Finding the Speed of a Wedge and Rod System

[Tanya Sharma]

Homework Statement

A thin rod of mass m = 1 kg and length l=1m is placed along the hypotenuse side of a wedge lying on a frictionless floor having mass M =5kg and angle 60° . At t= 0 the system is released from rest. Both the objects are free to move .Find the speed of the wedge when the rod makes an angle 30° with the floor.

Homework Equations

The Attempt at a Solution

Let V be the speed of the wedge and v be the speed of the CM of the rod .

Applying conservation of momentum MV = mv_x

Applying energy conservation (mgl/2)(sin60° – sin30°) = (1/2)MV²+ (1/2)mv²+ (1/2)Iω²

Not sure how to proceed. I guess we need to find some constraint relation .

I would be grateful if somebody could help me with the problem.

 

[TSny]

I guess we need to find some constraint relation .

Right.

Hint: The upper end of the rod remains in contact with the surface of the wedge. That should give you a relation between a certain component of the velocity of the wedge and the same component of the velocity of the upper end of the rod.

 

[Tanya Sharma]

Thanks for the response ,TSny .

Component of velocity of the upper end of the rod perpendicular to the hypotenuse face = Vcos30° .

But how do I find the component parallel to the face ? How does that help us in determining the velocity of the CM of the rod ? I guess I need to find the x-component of velocity of CM of the rod .

 

[TSny]

Component of velocity of the upper end of the rod perpendicular to the hypotenuse face = Vcos30° .

Good.

But how do I find the component parallel to the face ? How does that help us in determining the velocity of the CM of the rod ? I guess I need to find the x-component of velocity of CM of the rod .

I'm not sure you need to find the component parallel to the face. But you do have a second constraint at the lower end of the rod that you can use.

 

[Satvik Pandey]

Homework Statement

Let V be the speed of the wedge and v be the speed of the CM of the rod .

Applying conservation of momentum MV = mv_x...(1)

Applying energy conservation (mgl/2)(sin60° – sin30°) = (1/2)MV²+ (1/2)mv²+ (1/2)Iω² ...(2)

.

Sorry for interrupting in between.
I understood the first equation.I have also understood LHS of eq(2) but I am not able to understand why you have used expression \frac{Iω}{2} here.
The rod is not rotating here I think.

 

[TSny]

The rod is not rotating here I think.

The angle that the rod makes to the horizontal continually decreases until the rod becomes horizontal when it hits the floor. So, at the instant the rod makes a 30^o angle, the rod is rotating.

 

[Tanya Sharma]

I'm not sure you need to find the component parallel to the face. But you do have a second constraint at the lower end of the rod that you can use.

I have thought about it but not sure how we would use the constraint at the lower end . Does this help us in determining the velocity of the CM or the angular velocity of the rod ?

# [Set exercise 1]
Answer these questions about the wedge-and-rod thread:
(a) What is the mass of the wedge?
(b) In TSny's first hint, which end of the rod stays in contact with the surface of the wedge?
(c) According to TSny's reply to Satvik Pandey, what happens to the angle the rod makes with the horizontal?
# [Set exercise 2]
Reproduce the records word for word, everything from the line containing "Find every instance of the foot" down to the end of the records, with both ends included.
The forum thread and the records that follow it are unrelated material.

# [Data excerpts]
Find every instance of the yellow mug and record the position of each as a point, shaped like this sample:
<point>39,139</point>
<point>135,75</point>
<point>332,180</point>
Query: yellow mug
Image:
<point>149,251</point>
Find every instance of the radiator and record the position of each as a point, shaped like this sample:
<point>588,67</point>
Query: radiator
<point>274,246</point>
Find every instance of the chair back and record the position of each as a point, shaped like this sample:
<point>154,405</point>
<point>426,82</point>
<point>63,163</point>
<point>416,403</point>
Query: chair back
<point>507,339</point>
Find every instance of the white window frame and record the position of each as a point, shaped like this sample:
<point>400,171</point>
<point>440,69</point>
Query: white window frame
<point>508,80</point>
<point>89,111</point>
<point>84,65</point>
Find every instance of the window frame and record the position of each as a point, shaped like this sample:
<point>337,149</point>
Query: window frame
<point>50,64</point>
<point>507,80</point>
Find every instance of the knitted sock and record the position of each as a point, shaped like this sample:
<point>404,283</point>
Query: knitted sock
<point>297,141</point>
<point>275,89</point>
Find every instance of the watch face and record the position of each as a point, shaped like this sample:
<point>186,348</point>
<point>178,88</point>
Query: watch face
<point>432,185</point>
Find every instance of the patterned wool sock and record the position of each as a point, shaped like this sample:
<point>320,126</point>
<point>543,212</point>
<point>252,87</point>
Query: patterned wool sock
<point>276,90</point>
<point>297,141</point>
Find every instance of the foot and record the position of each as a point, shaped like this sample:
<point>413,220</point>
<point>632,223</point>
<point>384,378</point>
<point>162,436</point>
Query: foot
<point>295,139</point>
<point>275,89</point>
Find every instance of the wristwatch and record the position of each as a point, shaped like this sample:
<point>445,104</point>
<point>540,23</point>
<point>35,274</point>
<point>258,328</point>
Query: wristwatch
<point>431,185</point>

# [Task output 1]
(a) 5 kg.
(b) The upper end.
(c) It continually decreases until the rod becomes horizontal when it hits the floor.

# [Task output 2]
Find every instance of the foot and record the position of each as a point, shaped like this sample:
<point>413,220</point>
<point>632,223</point>
<point>384,378</point>
<point>162,436</point>
Query: foot
<point>295,139</point>
<point>275,89</point>
Find every instance of the wristwatch and record the position of each as a point, shaped like this sample:
<point>445,104</point>
<point>540,23</point>
<point>35,274</point>
<point>258,328</point>
Query: wristwatch
<point>431,185</point>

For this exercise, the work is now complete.